Texte fourni —
Le cardinal Becciu a présidé la messe de béatification du père Teodoro Illera del Olmo et de ses 15 compagnons martyrs espagnols, le 10 novembre 2018, à Barcelone.
Le pape François a évoqué cet événement lors de l’angélus de ce dimanche 11 novembre, place Saint-Pierre : « Ces nouveaux bienheureux ont tous été tué pour leur foi, dans des lieux et à des dates différentes, durant la guerre et la persécution religieuse du siècle dernier en Espagne, a-t-il dit. Louons le Seigneur pour ces témoins courageux et un applaudissement à eux ! » « Il s’agit de treize consacrés et trois fidèles laïcs, a expliqué le pape. Neuf religieux et laïcs appartenaient à la Congrégation de Saint-Pierre-aux-liens ; trois religieuses étaient capucines de la Mère du Divin Pasteur et l’une était franciscaine du Sacré Cœur. »
« Ceux qui veulent rendre féconde leur vie, a dit le card. Becciu dans son homélie, doivent faire des choix dans la logique d’un engagement qui demande des sacrifices, sans exclure le sacrifice de la vie. » « Seulement ceux qui se donnent totalement par amour portent des fruits et s’ouvrent à la vraie vie », a affirmé le cardinal.

Données —
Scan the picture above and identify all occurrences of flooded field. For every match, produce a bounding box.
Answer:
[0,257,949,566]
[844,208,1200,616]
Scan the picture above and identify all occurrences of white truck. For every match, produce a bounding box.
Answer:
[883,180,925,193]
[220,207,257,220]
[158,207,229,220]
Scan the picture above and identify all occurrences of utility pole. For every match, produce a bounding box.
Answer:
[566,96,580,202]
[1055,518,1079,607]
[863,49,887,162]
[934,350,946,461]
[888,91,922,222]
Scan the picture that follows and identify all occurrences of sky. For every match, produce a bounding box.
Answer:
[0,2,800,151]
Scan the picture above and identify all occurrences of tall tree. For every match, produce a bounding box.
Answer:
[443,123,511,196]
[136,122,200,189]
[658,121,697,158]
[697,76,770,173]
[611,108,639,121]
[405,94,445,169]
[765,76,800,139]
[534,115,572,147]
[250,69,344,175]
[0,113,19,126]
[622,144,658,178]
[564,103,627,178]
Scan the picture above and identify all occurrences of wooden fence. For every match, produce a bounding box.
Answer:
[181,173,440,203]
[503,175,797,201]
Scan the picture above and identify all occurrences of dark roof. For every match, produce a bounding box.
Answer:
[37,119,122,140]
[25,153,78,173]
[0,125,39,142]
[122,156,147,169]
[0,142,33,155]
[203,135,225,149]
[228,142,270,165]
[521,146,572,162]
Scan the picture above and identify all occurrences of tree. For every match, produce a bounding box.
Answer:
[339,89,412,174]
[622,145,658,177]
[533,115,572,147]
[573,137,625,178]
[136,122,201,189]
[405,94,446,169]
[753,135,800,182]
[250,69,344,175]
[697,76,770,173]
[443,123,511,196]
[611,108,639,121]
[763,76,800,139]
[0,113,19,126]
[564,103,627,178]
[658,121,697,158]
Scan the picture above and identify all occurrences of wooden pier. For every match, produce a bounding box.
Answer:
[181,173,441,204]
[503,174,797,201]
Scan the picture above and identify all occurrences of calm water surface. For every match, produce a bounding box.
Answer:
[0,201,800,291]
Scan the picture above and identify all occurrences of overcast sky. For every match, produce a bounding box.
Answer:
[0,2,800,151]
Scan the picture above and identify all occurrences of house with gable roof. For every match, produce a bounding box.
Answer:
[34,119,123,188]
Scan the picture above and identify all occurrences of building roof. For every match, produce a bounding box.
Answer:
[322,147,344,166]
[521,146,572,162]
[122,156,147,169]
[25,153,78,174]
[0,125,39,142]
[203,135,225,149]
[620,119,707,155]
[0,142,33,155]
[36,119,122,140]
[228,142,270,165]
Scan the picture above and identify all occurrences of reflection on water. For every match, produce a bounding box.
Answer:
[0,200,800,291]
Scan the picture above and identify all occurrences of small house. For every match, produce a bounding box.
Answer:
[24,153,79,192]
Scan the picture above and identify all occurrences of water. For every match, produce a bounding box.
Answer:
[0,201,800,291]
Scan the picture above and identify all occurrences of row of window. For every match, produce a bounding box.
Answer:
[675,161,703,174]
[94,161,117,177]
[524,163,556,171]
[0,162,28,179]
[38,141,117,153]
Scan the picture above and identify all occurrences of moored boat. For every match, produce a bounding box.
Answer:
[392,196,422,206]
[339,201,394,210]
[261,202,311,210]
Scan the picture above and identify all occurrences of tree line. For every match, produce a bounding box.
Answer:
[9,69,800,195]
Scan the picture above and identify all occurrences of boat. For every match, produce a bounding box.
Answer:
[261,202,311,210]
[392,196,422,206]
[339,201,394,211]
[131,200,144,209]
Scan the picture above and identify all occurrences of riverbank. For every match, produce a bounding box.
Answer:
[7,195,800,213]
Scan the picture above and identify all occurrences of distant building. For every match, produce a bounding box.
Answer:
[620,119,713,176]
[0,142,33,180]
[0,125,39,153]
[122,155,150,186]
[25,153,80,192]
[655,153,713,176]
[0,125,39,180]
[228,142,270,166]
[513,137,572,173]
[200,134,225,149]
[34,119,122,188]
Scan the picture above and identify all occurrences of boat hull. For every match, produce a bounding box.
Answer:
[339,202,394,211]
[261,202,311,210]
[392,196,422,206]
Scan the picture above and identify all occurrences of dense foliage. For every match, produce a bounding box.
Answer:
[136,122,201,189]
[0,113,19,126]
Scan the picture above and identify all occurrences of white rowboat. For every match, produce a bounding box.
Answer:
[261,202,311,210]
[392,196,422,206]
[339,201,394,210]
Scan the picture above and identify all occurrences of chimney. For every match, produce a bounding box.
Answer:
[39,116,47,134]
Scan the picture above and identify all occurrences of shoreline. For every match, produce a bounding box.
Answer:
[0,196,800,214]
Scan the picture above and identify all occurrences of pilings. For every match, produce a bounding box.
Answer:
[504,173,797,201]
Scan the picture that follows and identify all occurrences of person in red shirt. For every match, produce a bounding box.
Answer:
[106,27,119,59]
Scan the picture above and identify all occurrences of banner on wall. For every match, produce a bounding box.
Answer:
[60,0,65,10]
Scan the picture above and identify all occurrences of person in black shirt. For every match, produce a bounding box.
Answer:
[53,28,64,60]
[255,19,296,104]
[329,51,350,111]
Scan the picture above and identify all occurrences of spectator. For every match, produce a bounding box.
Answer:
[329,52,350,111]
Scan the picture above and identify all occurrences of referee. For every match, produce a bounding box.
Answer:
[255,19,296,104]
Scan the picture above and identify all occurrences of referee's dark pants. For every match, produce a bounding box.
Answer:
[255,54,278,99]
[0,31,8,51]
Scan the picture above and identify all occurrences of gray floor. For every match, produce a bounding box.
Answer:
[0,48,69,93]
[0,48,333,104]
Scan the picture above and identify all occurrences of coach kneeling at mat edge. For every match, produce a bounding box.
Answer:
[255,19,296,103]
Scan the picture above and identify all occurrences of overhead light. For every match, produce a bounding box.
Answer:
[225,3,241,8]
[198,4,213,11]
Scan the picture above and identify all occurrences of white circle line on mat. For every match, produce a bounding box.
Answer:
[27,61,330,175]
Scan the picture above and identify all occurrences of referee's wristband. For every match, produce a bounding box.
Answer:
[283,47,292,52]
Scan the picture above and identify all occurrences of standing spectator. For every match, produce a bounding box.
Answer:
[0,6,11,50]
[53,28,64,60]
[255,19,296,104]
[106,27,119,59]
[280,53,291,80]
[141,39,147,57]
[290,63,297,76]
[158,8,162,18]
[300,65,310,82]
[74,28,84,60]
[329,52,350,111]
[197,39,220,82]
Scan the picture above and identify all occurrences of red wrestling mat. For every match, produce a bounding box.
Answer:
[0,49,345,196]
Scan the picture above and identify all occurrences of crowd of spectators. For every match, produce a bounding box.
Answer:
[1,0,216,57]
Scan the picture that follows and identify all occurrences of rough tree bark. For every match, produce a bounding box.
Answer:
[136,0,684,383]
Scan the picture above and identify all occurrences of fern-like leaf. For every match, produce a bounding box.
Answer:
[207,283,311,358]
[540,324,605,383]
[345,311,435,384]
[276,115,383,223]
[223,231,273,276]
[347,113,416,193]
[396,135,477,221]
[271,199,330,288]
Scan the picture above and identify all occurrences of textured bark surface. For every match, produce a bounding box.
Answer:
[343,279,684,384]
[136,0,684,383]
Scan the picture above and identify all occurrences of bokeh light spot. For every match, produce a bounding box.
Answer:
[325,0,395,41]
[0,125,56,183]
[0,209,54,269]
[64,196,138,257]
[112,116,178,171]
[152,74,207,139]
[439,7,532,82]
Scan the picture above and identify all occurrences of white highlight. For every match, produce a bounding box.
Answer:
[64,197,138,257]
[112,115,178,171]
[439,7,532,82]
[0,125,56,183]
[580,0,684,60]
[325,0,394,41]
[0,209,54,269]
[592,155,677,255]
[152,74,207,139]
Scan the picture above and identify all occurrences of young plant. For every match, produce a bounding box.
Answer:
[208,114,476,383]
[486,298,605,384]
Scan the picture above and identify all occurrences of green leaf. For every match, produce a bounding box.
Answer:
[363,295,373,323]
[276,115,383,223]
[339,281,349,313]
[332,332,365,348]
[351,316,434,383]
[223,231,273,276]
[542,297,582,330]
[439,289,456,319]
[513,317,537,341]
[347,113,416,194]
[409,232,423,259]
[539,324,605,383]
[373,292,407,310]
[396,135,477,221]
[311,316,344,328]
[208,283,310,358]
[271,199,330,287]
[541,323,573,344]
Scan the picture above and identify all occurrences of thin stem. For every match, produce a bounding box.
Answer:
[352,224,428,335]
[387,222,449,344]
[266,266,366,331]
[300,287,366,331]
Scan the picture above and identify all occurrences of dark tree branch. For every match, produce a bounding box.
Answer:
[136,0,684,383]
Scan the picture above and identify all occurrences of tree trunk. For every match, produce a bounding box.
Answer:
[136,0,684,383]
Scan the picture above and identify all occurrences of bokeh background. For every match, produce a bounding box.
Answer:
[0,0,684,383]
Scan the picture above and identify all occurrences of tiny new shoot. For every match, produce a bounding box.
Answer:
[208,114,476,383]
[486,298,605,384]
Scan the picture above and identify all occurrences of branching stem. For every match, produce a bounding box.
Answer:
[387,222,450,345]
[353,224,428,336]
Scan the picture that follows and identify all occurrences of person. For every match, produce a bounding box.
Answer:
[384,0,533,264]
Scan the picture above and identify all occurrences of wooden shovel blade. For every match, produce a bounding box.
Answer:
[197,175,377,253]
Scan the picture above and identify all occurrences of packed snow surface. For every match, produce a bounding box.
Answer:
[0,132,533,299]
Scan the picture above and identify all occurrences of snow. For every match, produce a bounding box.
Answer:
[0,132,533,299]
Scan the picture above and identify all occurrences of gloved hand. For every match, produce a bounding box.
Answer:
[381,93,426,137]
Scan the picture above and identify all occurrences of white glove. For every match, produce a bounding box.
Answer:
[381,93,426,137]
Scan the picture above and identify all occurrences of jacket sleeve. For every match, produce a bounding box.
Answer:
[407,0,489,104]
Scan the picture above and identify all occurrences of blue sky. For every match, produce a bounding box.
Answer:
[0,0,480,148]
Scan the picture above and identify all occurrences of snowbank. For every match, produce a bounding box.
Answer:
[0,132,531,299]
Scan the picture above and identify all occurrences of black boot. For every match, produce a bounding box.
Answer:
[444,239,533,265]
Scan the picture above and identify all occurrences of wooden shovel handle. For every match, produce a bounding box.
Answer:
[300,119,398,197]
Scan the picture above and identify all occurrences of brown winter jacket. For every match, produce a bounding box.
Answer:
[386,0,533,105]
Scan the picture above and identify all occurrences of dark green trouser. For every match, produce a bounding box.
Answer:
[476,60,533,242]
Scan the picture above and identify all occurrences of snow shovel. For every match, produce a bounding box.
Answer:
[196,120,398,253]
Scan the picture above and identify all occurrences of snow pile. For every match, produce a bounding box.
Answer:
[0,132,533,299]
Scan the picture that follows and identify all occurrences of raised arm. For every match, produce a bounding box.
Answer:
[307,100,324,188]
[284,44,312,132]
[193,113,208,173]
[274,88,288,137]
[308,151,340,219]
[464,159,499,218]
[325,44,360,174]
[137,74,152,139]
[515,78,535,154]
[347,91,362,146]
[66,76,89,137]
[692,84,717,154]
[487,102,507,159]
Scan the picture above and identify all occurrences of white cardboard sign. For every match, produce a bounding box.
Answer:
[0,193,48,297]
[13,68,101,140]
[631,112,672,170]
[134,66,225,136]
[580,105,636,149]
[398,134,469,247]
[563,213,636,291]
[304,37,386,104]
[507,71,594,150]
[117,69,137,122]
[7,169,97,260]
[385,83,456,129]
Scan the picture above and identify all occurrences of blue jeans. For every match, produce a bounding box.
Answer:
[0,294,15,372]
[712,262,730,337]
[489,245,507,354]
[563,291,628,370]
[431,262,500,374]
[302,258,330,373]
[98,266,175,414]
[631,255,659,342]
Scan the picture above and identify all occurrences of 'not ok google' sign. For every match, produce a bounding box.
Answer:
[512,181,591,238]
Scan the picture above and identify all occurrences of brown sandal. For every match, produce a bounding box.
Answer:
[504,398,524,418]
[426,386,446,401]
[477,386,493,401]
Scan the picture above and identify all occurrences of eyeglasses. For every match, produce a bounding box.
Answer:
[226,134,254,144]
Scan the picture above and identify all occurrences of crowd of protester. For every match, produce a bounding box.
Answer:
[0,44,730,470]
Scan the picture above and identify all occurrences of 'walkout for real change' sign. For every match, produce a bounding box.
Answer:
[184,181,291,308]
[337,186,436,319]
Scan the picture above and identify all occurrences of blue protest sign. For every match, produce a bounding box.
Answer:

Actions à mener —
[A] Répondez à ces questions à partir du texte sur la béatification :
(i) À quelle date la messe de béatification a-t-elle eu lieu à Barcelone ?
(ii) Combien de religieux et laïcs appartenaient à la Congrégation de Saint-Pierre-aux-liens ?
(iii) D'après le cardinal Becciu, qui porte des fruits et s'ouvre à la vraie vie ?
[B] Recopiez un passage du texte sur la béatification : commencez aux mots « Le cardinal Becciu » et arrêtez-vous après « 2018, à Barcelone. ».

Résultats —
[A]
(i) Le 10 novembre 2018.
(ii) Neuf.
(iii) Ceux qui se donnent totalement par amour.

[B]
Le cardinal Becciu a présidé la messe de béatification du père Teodoro Illera del Olmo et de ses 15 compagnons martyrs espagnols, le 10 novembre 2018, à Barcelone.